_Document text_
● ● ● ● ●

Most of them are coming back. 12 out of 15. Will these produce this year if I can keep them from freezing again? They've been babied in a heated greenhouse ever since. I know I'll have to harden them off before going into my unheated greenhouse but hate to spend anymore time or room on them if they won't produce well.

I'll plant these tomatoes on the southside of my greenhouse where they can get direct sunlight when I pull the plastic up. These particular tomatoes are the regular garden varieties, not meant to be grown in greenhouses. Another reason I'm worried I'm wasting space...or would it be better to keep them in pots and just move in and out of the greenhouse to be able to get sunlight? And wait until my hothouse tomatoes come in the mail to be planted in my main greenhouse?

tomato plants


1 Answer 1


The plants in your picture appear very healthy. They are recovering very well and have the potential to produce a good crop. I see you have the variety 'Better Boy', which has been successfully grown in heated greenhouses. However, it is day-length sensitive, so the productivity will drop in late October/early November, even inside a heated greenhouse. But this is an indeterminate variety, so the set-back will not affect potential yield. This variety also has been in the Guinness book of world records with 342 lbs from a single plant in one year.

● ● ● ● ●

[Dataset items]
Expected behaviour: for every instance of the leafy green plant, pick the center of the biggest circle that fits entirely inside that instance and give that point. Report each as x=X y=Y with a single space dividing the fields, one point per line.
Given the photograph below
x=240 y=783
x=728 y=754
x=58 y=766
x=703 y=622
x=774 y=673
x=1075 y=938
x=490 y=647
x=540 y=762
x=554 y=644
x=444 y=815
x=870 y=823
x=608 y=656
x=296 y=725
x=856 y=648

● ● ● ● ●

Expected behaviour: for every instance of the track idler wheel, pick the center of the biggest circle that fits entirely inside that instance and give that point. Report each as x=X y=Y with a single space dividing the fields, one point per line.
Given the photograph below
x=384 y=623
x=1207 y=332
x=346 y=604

● ● ● ● ●

_Work task 1_
Repeat the text on tomato plants word for word, starting with "Most of them" and going on through "my main greenhouse?".
_Work task 2_
According to the text on tomato plants, how much did a single 'Better Boy' plant produce in one year to earn its place in the Guinness book of world records?
The data has no connection to the text on tomato plants.

_Solution 1_
Most of them are coming back. 12 out of 15. Will these produce this year if I can keep them from freezing again? They've been babied in a heated greenhouse ever since. I know I'll have to harden them off before going into my unheated greenhouse but hate to spend anymore time or room on them if they won't produce well.

I'll plant these tomatoes on the southside of my greenhouse where they can get direct sunlight when I pull the plastic up. These particular tomatoes are the regular garden varieties, not meant to be grown in greenhouses. Another reason I'm worried I'm wasting space...or would it be better to keep them in pots and just move in and out of the greenhouse to be able to get sunlight? And wait until my hothouse tomatoes come in the mail to be planted in my main greenhouse?

_Solution 2_
342 lbs.